# What is required
Nothing in the records should differ when they are repeated. Restate them word for word.

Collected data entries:
#####

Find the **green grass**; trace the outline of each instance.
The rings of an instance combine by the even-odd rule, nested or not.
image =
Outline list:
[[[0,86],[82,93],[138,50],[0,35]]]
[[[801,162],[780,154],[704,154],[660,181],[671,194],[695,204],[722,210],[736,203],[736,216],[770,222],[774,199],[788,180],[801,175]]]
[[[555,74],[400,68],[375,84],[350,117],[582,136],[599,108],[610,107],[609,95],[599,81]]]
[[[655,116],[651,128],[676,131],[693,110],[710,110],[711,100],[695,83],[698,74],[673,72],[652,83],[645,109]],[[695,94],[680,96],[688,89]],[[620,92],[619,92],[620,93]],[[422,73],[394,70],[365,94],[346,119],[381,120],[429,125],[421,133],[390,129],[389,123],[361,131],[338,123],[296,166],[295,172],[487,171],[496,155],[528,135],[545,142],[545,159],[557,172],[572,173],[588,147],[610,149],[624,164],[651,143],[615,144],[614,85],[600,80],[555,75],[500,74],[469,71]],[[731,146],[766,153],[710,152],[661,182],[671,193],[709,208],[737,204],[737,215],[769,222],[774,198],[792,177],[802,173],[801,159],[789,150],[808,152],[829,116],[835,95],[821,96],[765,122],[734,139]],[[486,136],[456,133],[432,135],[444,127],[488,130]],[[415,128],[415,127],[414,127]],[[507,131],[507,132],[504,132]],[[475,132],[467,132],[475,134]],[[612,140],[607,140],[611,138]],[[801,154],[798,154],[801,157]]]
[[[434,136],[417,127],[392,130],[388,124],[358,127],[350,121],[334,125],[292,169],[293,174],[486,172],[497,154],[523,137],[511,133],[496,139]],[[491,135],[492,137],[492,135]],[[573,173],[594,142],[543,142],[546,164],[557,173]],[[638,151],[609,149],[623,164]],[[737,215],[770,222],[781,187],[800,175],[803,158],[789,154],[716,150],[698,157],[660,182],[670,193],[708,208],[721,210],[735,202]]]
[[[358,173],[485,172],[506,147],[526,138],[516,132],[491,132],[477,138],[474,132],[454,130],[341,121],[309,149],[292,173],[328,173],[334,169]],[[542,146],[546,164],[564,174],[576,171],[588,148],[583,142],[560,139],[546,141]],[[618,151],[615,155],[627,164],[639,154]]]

#####

# Answer to the problem
Find the **green grass**; trace the outline of each instance.
The rings of an instance combine by the even-odd rule, nested or not.
image =
Outline list:
[[[0,86],[82,93],[138,50],[0,35]]]
[[[801,162],[780,154],[704,154],[660,181],[671,194],[695,204],[722,210],[736,203],[736,216],[770,222],[774,199],[788,180],[801,175]]]
[[[555,74],[400,68],[375,84],[350,117],[582,136],[599,108],[610,107],[609,95],[599,81]]]
[[[655,116],[651,128],[676,131],[693,110],[710,110],[711,100],[695,83],[698,74],[673,72],[652,83],[645,109]],[[695,94],[680,96],[688,89]],[[620,92],[619,92],[620,93]],[[422,73],[394,70],[365,94],[346,119],[381,120],[429,125],[421,133],[390,129],[389,123],[361,131],[338,123],[296,166],[295,172],[487,171],[496,155],[528,135],[545,142],[545,159],[557,172],[572,173],[588,147],[610,149],[624,164],[651,143],[615,144],[614,85],[600,80],[555,75],[500,74],[469,71]],[[731,146],[766,153],[710,152],[661,182],[671,193],[709,208],[737,204],[737,215],[769,222],[774,198],[792,177],[802,173],[801,159],[789,150],[808,152],[829,116],[835,95],[821,96],[765,122],[734,139]],[[486,136],[456,133],[432,135],[444,127],[488,130]],[[415,128],[415,127],[414,127]],[[507,131],[507,132],[504,132]],[[475,132],[467,132],[475,134]],[[612,140],[607,140],[611,138]],[[801,154],[798,154],[801,157]]]
[[[434,136],[417,127],[392,130],[388,124],[358,127],[350,121],[334,125],[292,169],[293,174],[486,172],[497,154],[523,137],[511,133],[496,139]],[[491,135],[492,137],[492,135]],[[573,173],[594,142],[543,142],[546,164],[557,173]],[[638,151],[609,149],[623,164]],[[737,215],[770,222],[781,187],[800,175],[803,158],[789,154],[716,150],[698,157],[660,182],[670,193],[708,208],[721,210],[735,202]]]
[[[358,173],[485,172],[506,147],[526,138],[516,132],[491,132],[477,138],[474,132],[454,130],[341,121],[309,149],[292,173],[328,173],[334,169]],[[542,146],[546,164],[564,174],[576,171],[588,148],[583,142],[560,139],[546,141]],[[618,151],[615,155],[627,164],[639,154]]]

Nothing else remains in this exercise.